INPUT FOR THIS TASK -
<<<<

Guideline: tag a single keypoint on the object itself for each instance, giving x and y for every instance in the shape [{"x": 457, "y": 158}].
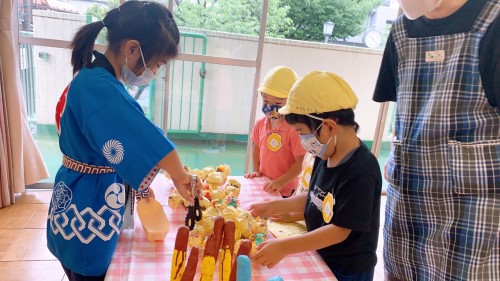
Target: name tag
[{"x": 433, "y": 56}]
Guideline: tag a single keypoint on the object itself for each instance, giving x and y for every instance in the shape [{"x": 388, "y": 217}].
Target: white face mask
[
  {"x": 130, "y": 78},
  {"x": 311, "y": 143},
  {"x": 414, "y": 9}
]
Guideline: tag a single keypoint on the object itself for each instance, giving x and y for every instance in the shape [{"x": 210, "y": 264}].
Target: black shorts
[{"x": 72, "y": 276}]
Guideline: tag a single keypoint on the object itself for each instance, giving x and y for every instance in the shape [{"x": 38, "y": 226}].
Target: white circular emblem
[
  {"x": 115, "y": 195},
  {"x": 113, "y": 151},
  {"x": 61, "y": 197}
]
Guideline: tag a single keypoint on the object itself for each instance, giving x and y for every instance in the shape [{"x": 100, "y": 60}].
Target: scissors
[{"x": 194, "y": 210}]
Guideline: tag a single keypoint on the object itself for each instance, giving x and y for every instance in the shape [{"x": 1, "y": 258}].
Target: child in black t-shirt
[{"x": 342, "y": 207}]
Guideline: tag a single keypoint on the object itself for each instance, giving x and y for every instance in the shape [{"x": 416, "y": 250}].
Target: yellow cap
[
  {"x": 319, "y": 92},
  {"x": 278, "y": 81}
]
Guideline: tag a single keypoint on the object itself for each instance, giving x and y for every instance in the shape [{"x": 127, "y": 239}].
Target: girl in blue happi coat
[{"x": 105, "y": 137}]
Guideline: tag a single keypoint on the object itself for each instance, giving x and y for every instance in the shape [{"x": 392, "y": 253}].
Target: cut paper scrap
[{"x": 285, "y": 229}]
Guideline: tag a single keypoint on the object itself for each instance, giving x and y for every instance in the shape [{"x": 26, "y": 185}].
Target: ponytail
[
  {"x": 150, "y": 23},
  {"x": 83, "y": 45}
]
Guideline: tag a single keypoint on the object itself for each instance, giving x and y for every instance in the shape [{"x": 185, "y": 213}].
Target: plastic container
[{"x": 153, "y": 219}]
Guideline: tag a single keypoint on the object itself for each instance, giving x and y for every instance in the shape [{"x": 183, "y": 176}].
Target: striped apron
[{"x": 443, "y": 204}]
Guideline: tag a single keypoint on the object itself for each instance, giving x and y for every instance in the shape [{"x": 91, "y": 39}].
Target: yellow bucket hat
[
  {"x": 319, "y": 92},
  {"x": 278, "y": 81}
]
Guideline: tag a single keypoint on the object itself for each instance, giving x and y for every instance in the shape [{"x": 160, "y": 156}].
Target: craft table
[{"x": 137, "y": 259}]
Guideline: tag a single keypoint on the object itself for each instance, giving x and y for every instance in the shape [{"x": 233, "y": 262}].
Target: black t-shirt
[
  {"x": 101, "y": 61},
  {"x": 355, "y": 185},
  {"x": 459, "y": 22}
]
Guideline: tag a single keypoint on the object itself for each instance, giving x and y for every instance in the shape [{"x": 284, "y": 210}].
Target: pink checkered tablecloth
[{"x": 137, "y": 259}]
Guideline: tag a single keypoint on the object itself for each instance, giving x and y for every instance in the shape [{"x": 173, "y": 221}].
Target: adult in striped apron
[{"x": 443, "y": 204}]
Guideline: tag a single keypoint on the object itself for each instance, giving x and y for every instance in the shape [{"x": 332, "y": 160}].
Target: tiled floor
[{"x": 23, "y": 250}]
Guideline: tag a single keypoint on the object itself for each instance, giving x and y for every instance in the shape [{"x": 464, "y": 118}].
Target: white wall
[
  {"x": 228, "y": 90},
  {"x": 54, "y": 73}
]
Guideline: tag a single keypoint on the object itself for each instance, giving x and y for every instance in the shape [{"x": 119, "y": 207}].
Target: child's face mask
[
  {"x": 130, "y": 78},
  {"x": 312, "y": 145},
  {"x": 271, "y": 110}
]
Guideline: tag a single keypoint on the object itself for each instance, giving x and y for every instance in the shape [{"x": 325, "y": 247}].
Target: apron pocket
[
  {"x": 475, "y": 167},
  {"x": 393, "y": 165}
]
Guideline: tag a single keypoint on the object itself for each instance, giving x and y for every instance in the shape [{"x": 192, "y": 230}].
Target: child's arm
[
  {"x": 287, "y": 217},
  {"x": 182, "y": 180},
  {"x": 292, "y": 204},
  {"x": 277, "y": 184},
  {"x": 273, "y": 251},
  {"x": 255, "y": 162}
]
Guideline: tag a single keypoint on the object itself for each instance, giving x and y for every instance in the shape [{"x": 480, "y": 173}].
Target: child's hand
[
  {"x": 253, "y": 175},
  {"x": 270, "y": 252},
  {"x": 183, "y": 185},
  {"x": 273, "y": 187},
  {"x": 282, "y": 217},
  {"x": 262, "y": 210}
]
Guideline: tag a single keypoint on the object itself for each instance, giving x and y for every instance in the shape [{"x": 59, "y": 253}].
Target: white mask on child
[
  {"x": 311, "y": 144},
  {"x": 130, "y": 78},
  {"x": 414, "y": 9}
]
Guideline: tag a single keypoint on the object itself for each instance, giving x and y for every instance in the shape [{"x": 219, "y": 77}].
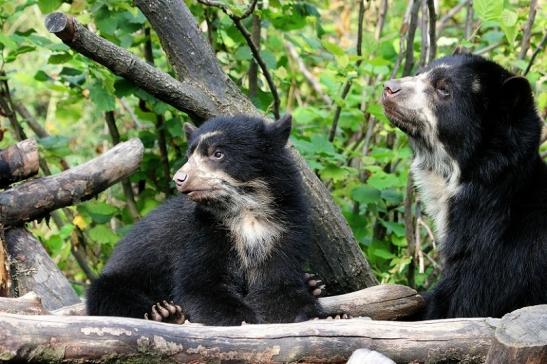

>>>>

WHAT NEEDS TO BE DONE - Copy every record exactly, without the pictures.

YOUR SOLUTION -
Guideline: tag a single keypoint on the object itself for each instance, giving x and y for every instance in the shape [{"x": 457, "y": 158}].
Target: name tag
[{"x": 433, "y": 56}]
Guideline: tag a single keypoint on the object itself for each instance, giving x and y for every instance in the shape [{"x": 388, "y": 217}].
Target: white face mask
[
  {"x": 130, "y": 78},
  {"x": 311, "y": 143},
  {"x": 414, "y": 9}
]
Guideline: tag a single keypoint on the object itself for each instance, giving x and y for every instance in the shape [{"x": 210, "y": 264}].
Target: black shorts
[{"x": 72, "y": 276}]
Guideline: tag a single keypoint on the object itself for each instance, giving x and y for every instance in the shape [{"x": 38, "y": 226}].
Target: white circular emblem
[
  {"x": 115, "y": 195},
  {"x": 113, "y": 151},
  {"x": 61, "y": 197}
]
Guideline: tag a single keypoint on the object itself for each instance, giving x and y for every instance in the shape [{"x": 100, "y": 60}].
Target: scissors
[{"x": 194, "y": 210}]
Guideline: tag a single keypoint on the object itself for each instance, giving x and y for every instance in the shape [{"x": 1, "y": 258}].
Target: child in black t-shirt
[{"x": 342, "y": 207}]
Guideline: tag a single keypoint on the object itself for each instance, giving x and y for every instance in the shape [{"x": 416, "y": 250}].
Target: yellow cap
[
  {"x": 319, "y": 92},
  {"x": 278, "y": 81}
]
Guideline: tag a single keypoint on the object itself for each instance, giving x and y for every instance in the shape [{"x": 127, "y": 239}].
Target: girl in blue happi coat
[{"x": 105, "y": 137}]
Guideline: tag a single keypoint on the object itself for each instance, giving x and y for every instance in the shape [{"x": 392, "y": 253}].
Target: cut paper scrap
[{"x": 285, "y": 229}]
Guideline: tag a single keypoint on the object itself for each instance, giving x and y for every instance in the shape [{"x": 26, "y": 185}].
Target: ponytail
[
  {"x": 150, "y": 23},
  {"x": 83, "y": 45}
]
Guideline: tag a single keypoint on the object itself for each instance, giving x and y for every instance in the shape [{"x": 185, "y": 213}].
Target: plastic container
[{"x": 153, "y": 219}]
Guideline: tag a single keypoint on the object itself for each instance, giving x and y for every instance in the shape [{"x": 183, "y": 176}].
Target: striped apron
[{"x": 443, "y": 204}]
Guideline: tag a single keypoint on the object itself for each instance, giving x and y for every instance in the shape [{"x": 91, "y": 39}].
Target: yellow bucket hat
[
  {"x": 319, "y": 92},
  {"x": 278, "y": 81}
]
Guideline: tag a single keypoint on the object itself for each instance, giving x and y for every instance in the shape [{"x": 160, "y": 156}].
Target: craft table
[{"x": 137, "y": 259}]
Guideline: tag a single keypoint on the object itself for each instance, giving x and y for every instance in the shape [{"x": 233, "y": 262}].
Target: black t-shirt
[
  {"x": 101, "y": 61},
  {"x": 355, "y": 185},
  {"x": 459, "y": 22}
]
Guideline: tag a single keypoint on the object itself for each instance, giving x and y for every instance in the shape [{"x": 284, "y": 210}].
Target: pink checkered tablecloth
[{"x": 137, "y": 259}]
Guideline: tag a single keypoint on the object itself for each instance, giving x and y for every instance in the shape [{"x": 173, "y": 221}].
Target: adult in striped apron
[{"x": 443, "y": 204}]
Guideline: tag a single keypoint on the object itself for each instance, giving x and y for every instance in the shape [{"x": 332, "y": 160}].
Target: tiled floor
[{"x": 23, "y": 250}]
Guideline: tag a single keypoint on the object itself for each instance, giving x and y for every instance in the shape [{"x": 464, "y": 118}].
Target: white wall
[
  {"x": 228, "y": 90},
  {"x": 54, "y": 73}
]
Guideline: tag a single keypoint on the object itself for each instance, giving x and y for every instance in the shape [{"x": 119, "y": 207}].
Target: child's face mask
[
  {"x": 130, "y": 78},
  {"x": 312, "y": 145},
  {"x": 271, "y": 110}
]
Guideline: tag a single keypoint on the object itself for each instance, giving x and y for every instance in the shape [{"x": 325, "y": 247}].
Target: apron pocket
[
  {"x": 475, "y": 167},
  {"x": 393, "y": 165}
]
Guideline: tag a single keypoint on the object itself for each instance, giving x and y for every instance in the shape [{"x": 192, "y": 230}].
Target: child's arm
[
  {"x": 287, "y": 217},
  {"x": 182, "y": 180},
  {"x": 292, "y": 204},
  {"x": 277, "y": 184},
  {"x": 273, "y": 251},
  {"x": 255, "y": 162}
]
Guideline: tag a single keypoint on the object itself for each instance, giving x and y for every instance in the shape [{"x": 480, "y": 173}].
Target: child's hand
[
  {"x": 253, "y": 175},
  {"x": 270, "y": 252},
  {"x": 183, "y": 185},
  {"x": 273, "y": 187},
  {"x": 282, "y": 217},
  {"x": 262, "y": 210}
]
Guideline: tag a single keypoint on the object itself for each instance, giving x and y for every instance in the shape [{"x": 59, "y": 253}].
Target: white mask on child
[
  {"x": 311, "y": 144},
  {"x": 130, "y": 78},
  {"x": 414, "y": 9}
]
Guideline: tag a single keypoint on the object itself for each instance, giving x and y for every instance in the shape [{"x": 219, "y": 77}].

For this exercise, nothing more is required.